*Texto de la página:*
************
No se trata simplemente de «usar escudos humanos» —expresión que ya resulta demasiado eufemística—, sino de algo mucho más perverso: Hamás diseña deliberadamente sus operaciones para que la distinción entre civiles y combatientes sea imposible. Sus túneles, centros de mando y arsenales se esconden bajo hospitales, escuelas y bloques de viviendas. Sus pisos francos, muy numerosos, están diseminados por barrios populosos. Sus milicianos se camuflan entre la población, sin uniforme ni nada que los identifique. Y lo más perverso: la lógica de Hamás no es minimizar las bajas civiles, sino maximizarlas, porque cada imagen de destrucción se transforma en capital propagandístico contra Israel.
En estas condiciones, exigir a Israel que aplique el principio de proporcionalidad como si estuviera librando una guerra convencional, en campo abierto y contra un ejército regular, es sencillamente absurdo. Sería como obligarle a jugar una partida de ajedrez mientras el adversario puede arrojar el tablero por la ventana.
************
(Datos guardados)

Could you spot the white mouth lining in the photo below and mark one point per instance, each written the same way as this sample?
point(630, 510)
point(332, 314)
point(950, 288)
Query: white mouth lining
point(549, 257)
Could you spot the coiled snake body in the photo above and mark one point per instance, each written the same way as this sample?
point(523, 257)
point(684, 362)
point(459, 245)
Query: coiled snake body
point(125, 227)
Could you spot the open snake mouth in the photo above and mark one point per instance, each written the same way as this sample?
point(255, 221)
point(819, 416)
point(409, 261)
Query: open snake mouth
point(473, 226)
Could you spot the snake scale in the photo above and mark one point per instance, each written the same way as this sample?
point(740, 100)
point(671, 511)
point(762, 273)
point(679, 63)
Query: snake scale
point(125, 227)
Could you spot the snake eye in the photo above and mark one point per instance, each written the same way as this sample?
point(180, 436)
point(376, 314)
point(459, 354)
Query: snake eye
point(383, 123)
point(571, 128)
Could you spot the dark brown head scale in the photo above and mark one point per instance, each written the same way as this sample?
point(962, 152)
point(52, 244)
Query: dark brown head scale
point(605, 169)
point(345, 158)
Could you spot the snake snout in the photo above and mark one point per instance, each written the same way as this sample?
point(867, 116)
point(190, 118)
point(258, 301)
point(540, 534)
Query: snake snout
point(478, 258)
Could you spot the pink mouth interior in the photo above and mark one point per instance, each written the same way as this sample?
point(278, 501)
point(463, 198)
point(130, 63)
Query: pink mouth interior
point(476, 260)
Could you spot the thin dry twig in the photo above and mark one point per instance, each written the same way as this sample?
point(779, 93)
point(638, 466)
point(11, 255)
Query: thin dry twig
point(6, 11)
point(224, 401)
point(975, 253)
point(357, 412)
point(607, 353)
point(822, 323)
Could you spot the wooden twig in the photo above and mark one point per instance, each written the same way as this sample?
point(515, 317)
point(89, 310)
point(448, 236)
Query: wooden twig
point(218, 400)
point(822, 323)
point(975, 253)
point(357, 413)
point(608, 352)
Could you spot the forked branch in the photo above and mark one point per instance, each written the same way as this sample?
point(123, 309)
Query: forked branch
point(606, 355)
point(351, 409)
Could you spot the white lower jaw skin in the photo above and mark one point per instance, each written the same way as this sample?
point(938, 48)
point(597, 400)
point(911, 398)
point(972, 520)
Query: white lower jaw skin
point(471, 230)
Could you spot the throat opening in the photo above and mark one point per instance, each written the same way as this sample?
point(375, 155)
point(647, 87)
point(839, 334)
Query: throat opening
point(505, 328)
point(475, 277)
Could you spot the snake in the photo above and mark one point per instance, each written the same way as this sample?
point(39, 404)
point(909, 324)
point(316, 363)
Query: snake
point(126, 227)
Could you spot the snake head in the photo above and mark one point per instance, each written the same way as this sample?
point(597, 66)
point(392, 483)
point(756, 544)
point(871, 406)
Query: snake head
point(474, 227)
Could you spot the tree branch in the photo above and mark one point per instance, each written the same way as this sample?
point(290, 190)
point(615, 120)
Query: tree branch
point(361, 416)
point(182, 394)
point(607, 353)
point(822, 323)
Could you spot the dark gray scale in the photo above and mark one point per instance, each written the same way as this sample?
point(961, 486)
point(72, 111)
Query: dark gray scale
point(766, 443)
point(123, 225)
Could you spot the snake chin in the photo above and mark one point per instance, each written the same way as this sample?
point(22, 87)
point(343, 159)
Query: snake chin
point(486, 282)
************
*Tarea:*
Pasa al inglés esta oración del texto de la página: «Sus túneles, centros de mando y arsenales se esconden bajo hospitales, escuelas y bloques de viviendas.»

*Problema resuelto:*
Its tunnels, command centers and arsenals are hidden beneath hospitals, schools and apartment blocks.